* STATED TASK
Copy out all the records, word for word.

* MATERIALS PROVIDED
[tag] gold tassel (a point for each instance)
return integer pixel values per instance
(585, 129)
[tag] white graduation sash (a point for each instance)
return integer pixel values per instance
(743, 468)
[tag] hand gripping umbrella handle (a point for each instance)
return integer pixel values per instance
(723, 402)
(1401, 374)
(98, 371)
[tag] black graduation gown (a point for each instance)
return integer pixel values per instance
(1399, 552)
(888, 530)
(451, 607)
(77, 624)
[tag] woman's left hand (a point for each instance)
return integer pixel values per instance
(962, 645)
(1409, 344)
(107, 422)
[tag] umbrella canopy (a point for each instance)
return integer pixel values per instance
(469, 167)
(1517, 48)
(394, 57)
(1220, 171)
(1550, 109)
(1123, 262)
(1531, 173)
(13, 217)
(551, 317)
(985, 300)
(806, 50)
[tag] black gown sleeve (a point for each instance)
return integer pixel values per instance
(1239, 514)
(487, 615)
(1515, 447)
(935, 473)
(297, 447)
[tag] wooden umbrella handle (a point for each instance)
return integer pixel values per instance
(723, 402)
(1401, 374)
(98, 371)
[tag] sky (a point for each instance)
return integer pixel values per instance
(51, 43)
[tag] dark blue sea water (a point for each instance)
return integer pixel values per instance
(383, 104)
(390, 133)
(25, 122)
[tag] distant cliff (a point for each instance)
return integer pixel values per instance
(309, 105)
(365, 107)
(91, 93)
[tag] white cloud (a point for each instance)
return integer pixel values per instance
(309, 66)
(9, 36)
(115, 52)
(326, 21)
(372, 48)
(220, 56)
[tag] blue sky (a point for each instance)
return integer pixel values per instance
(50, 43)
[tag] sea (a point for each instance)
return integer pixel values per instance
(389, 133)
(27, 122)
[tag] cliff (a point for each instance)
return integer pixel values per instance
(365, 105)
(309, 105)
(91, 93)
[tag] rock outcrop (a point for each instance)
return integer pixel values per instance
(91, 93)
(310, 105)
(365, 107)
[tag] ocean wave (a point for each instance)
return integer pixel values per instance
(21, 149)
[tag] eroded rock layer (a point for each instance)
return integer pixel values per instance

* ANSWER TO THE TASK
[tag] gold tassel (a point for each instance)
return integer pixel values per instance
(585, 129)
[tag] white graduation sash (a point for each instance)
return integer pixel values per instance
(743, 468)
[tag] hand gripping umbrella handle (a point for each instance)
return integer pixel values per instance
(723, 402)
(1401, 374)
(98, 371)
[tag] black graduation gown (a point for each instance)
return integer pixel values per instance
(1399, 552)
(888, 530)
(451, 607)
(77, 624)
[tag] woman's left hand (a point for each instance)
return integer pixel values per instance
(962, 645)
(1409, 344)
(107, 422)
[tag] umbrella canopy (a point for each instance)
return integer pixel values per instance
(469, 167)
(1517, 48)
(394, 57)
(1220, 171)
(1550, 109)
(1123, 262)
(1531, 173)
(13, 217)
(551, 317)
(985, 300)
(806, 50)
[tag] black gown sleeve (a point for each instance)
return integer pixel values per instance
(1239, 514)
(487, 615)
(1515, 447)
(935, 473)
(297, 447)
[tag] wooden umbrella handle (a point for each instance)
return integer pixel values per instance
(723, 402)
(1401, 374)
(98, 371)
[tag] sky (a point for each instance)
return integer pixel values per instance
(51, 43)
[tag] dark blue sea water (a point for each instance)
return integer pixel values per instance
(383, 104)
(390, 133)
(25, 122)
[tag] distant cliff (a point for each instance)
return integer pixel values per instance
(309, 105)
(365, 107)
(91, 93)
[tag] white cloud (a point for each instance)
return integer pixel values per instance
(309, 66)
(9, 36)
(115, 52)
(326, 21)
(372, 48)
(220, 56)
[tag] blue sky (a point for each instance)
return integer pixel values per instance
(50, 43)
[tag] sea (a point for each instance)
return integer pixel values per instance
(389, 133)
(27, 122)
[tag] cliff (a point for each instance)
return integer pixel values per instance
(365, 105)
(309, 105)
(91, 93)
[tag] rock outcrop (a point for each instance)
return integer pixel values per instance
(91, 93)
(310, 105)
(365, 107)
[tag] ocean wave (a point for each instance)
return integer pixel values per instance
(21, 149)
[tag] eroded rock layer (a point for each instance)
return integer pixel values per instance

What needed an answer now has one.